GOAL → Could you repeat the listing below line for line, with no changes?

MATERIAL PROVIDED →
>>>
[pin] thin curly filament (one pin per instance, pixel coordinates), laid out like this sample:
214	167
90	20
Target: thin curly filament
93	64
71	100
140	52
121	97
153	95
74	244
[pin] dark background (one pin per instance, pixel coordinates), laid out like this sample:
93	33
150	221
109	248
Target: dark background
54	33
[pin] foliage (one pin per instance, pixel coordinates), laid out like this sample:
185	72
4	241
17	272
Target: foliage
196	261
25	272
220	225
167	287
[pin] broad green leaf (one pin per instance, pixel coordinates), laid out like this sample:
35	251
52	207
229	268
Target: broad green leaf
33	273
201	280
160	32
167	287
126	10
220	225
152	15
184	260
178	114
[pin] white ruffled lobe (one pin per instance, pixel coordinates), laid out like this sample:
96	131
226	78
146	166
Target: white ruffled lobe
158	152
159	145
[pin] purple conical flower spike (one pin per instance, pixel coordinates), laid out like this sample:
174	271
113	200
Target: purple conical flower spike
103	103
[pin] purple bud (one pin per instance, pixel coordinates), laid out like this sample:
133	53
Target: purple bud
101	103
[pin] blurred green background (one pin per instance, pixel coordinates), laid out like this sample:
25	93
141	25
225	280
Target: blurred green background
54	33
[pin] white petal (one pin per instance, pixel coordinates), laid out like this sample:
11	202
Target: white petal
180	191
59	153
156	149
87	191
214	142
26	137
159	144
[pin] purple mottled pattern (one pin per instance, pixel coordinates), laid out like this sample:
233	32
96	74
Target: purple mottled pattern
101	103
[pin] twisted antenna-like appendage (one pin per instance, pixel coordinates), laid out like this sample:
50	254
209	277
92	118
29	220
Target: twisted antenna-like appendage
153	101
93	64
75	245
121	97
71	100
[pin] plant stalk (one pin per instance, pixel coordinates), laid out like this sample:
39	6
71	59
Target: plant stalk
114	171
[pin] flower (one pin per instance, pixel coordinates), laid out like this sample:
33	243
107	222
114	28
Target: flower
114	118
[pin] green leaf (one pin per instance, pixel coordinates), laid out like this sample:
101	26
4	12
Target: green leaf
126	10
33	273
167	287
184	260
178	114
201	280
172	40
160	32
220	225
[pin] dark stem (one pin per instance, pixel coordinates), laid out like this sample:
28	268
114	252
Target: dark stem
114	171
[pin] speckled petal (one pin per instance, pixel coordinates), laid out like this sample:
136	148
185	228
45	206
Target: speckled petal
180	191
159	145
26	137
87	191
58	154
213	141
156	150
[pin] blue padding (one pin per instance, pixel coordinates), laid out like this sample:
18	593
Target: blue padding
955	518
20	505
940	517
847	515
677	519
<<<
OUTPUT OF THE TASK →
[pin] thin curly filament (one pin per instance, pixel coordinates), laid out like this sample:
214	167
90	20
Target: thin curly filament
93	64
71	100
140	52
121	97
153	95
74	244
[pin] dark background (one pin per instance, pixel coordinates), laid out like this sample:
93	33
150	221
109	248
Target: dark background
54	33
[pin] foliage (one pin per instance, pixel coordinates), laid out like this sample:
185	72
4	241
17	272
Target: foliage
196	261
25	272
220	225
167	287
[pin] broad green leaf (one pin per instance, pixel coordinates), laid out like this sample:
35	251
52	207
229	268
Target: broad green leaf
33	273
201	280
160	32
167	287
126	10
220	225
152	15
184	260
178	114
[pin] white ruffled lobe (one pin per instance, pixel coordinates), laid out like this sample:
96	131
226	78
146	166
Target: white ruffled lobe
158	152
159	145
[pin] purple conical flower spike (one pin per instance, pixel coordinates), laid out like this sample:
174	271
113	200
Target: purple conical flower spike
103	103
[pin] purple bud (one pin per instance, pixel coordinates), laid out like this sample:
133	53
Target: purple bud
101	103
[pin] blurred green background (one pin per instance, pixel coordinates), laid out like this sample:
25	93
141	25
225	280
Target: blurred green background
54	33
[pin] white petal (one pin per instance, pixel coordinates), laid out like this sample:
11	202
Target: white petal
180	191
59	153
156	149
87	191
214	142
26	137
159	144
[pin] purple mottled pattern (one pin per instance, pixel coordinates), laid out like this sample:
233	32
96	74
Target: purple mottled pattern
101	103
[pin] twisted antenna-like appendage (one pin per instance, pixel coordinates), laid out like this sample:
50	254
209	277
92	118
29	220
Target: twisted antenna-like appendage
153	101
93	64
75	245
121	97
71	100
[pin] plant stalk (one pin per instance, pixel coordinates), laid out like this sample:
39	6
71	59
Target: plant stalk
114	171
[pin] flower (one pin per instance, pixel coordinates), laid out like this sample:
33	243
107	222
114	28
Target: flower
114	118
[pin] green leaf (one pin per instance, pixel coordinates), laid out like this sample:
101	26
4	12
Target: green leaf
126	10
33	273
167	287
184	260
178	114
201	280
172	40
160	32
220	225
[pin] dark stem (one pin per instance, pixel coordinates), laid out like this sample:
28	268
114	252
Target: dark stem
114	171
[pin] speckled petal (one pin per instance, pixel coordinates), laid out like this sample:
136	148
185	228
45	206
Target: speckled petal
180	191
159	145
26	137
87	191
58	154
213	141
156	150
[pin] blue padding (one pin per instance, pixel coordinates), laid out like this sample:
18	593
Target: blue padding
955	518
20	505
940	517
847	515
677	519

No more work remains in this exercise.